__Task__
Gather each line in the entries below that contains the string "positive", and copy every such line in full.
• • • • •
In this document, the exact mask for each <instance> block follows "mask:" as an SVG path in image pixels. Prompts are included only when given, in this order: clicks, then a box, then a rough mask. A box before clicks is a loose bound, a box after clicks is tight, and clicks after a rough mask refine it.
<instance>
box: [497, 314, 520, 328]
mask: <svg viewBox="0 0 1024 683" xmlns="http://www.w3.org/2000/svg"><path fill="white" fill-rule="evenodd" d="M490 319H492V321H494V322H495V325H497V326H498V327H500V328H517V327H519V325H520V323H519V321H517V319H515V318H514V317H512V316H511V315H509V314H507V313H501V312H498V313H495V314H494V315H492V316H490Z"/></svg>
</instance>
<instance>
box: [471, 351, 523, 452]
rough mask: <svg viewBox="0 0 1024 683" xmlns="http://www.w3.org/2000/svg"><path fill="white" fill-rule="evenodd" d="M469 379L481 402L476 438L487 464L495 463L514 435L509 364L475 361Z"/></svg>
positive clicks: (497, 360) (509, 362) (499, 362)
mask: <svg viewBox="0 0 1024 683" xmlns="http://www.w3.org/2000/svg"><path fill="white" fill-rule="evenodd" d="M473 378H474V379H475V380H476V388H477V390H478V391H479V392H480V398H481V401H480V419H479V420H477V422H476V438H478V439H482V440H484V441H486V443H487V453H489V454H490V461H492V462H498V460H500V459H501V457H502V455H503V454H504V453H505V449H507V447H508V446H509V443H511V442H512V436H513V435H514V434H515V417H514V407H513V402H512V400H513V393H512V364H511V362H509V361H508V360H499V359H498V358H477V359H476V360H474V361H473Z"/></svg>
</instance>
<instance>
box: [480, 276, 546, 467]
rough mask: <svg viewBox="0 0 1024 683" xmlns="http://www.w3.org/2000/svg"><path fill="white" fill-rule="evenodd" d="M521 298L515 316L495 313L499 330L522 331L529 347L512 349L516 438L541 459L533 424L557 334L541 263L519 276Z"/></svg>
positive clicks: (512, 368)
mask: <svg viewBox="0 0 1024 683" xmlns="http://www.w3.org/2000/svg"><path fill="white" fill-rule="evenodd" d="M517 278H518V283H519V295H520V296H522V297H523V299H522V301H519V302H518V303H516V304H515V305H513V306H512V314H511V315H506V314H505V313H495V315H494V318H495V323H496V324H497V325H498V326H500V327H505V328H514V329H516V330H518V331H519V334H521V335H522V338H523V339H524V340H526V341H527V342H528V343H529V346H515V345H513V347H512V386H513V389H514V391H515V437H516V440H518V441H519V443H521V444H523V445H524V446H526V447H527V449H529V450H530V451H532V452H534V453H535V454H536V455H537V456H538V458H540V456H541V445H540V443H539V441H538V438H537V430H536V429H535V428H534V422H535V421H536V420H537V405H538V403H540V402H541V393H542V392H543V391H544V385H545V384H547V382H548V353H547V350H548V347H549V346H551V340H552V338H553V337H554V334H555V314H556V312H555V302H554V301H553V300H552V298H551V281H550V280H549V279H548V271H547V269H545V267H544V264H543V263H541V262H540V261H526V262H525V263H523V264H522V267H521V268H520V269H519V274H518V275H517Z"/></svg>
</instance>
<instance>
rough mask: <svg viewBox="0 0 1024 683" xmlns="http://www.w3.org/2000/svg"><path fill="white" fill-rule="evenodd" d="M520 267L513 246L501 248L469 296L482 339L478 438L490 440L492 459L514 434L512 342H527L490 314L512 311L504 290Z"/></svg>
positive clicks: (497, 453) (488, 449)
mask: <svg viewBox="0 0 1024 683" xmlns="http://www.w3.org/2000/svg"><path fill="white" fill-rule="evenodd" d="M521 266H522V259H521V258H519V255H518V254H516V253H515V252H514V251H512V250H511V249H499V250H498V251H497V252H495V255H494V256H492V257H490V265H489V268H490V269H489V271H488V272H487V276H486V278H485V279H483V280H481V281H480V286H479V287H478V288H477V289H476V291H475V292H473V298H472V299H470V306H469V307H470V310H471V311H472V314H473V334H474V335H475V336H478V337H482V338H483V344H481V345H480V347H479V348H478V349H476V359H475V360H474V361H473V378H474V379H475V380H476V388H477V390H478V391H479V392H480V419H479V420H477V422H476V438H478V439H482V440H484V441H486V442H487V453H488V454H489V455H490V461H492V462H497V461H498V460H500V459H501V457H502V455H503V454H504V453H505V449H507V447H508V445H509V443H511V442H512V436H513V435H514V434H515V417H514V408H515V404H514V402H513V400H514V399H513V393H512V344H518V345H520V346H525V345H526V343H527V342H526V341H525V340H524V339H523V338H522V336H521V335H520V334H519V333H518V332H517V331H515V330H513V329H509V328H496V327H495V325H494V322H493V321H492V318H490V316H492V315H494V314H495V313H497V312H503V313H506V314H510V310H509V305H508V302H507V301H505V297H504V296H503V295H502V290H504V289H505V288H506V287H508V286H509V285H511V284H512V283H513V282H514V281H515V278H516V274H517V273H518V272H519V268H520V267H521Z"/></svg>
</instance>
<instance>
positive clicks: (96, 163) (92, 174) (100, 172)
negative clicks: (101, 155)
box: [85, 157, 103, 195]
• • • • •
__Finished exercise__
positive clicks: (497, 360) (509, 362) (499, 362)
positive clicks: (512, 368)
positive clicks: (497, 453) (488, 449)
positive clicks: (96, 163) (92, 174) (100, 172)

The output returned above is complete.